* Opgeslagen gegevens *
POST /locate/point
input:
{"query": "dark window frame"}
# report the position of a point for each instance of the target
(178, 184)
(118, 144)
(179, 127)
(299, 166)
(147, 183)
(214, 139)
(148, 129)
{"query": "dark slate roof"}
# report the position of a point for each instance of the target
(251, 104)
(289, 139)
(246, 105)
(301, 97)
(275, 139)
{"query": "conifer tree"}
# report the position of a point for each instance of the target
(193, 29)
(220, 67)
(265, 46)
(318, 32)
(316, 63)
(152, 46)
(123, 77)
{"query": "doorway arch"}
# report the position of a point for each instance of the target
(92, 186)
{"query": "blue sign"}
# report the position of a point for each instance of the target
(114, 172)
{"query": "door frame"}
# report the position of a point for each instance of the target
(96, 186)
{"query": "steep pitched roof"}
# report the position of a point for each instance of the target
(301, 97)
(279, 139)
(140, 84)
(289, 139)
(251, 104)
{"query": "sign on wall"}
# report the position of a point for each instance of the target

--

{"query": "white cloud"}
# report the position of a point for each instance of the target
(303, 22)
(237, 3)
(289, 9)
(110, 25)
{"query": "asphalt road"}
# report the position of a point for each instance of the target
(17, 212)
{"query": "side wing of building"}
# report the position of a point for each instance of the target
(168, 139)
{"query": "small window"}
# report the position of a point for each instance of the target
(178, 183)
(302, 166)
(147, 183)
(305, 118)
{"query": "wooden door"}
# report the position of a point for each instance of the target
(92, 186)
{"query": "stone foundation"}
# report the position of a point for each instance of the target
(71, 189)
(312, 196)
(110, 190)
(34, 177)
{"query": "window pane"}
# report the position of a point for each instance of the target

---

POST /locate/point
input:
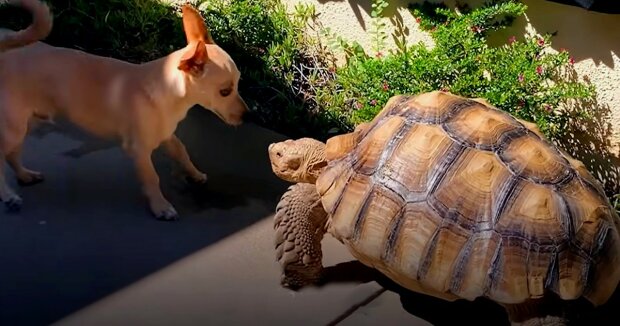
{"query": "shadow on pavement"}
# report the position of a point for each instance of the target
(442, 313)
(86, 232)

* Wat nodig is *
Geef alle regels uit de records terug die het woord "dark" bevatten.

* Het resultaat *
{"query": "dark window frame"}
{"query": "dark slate roof"}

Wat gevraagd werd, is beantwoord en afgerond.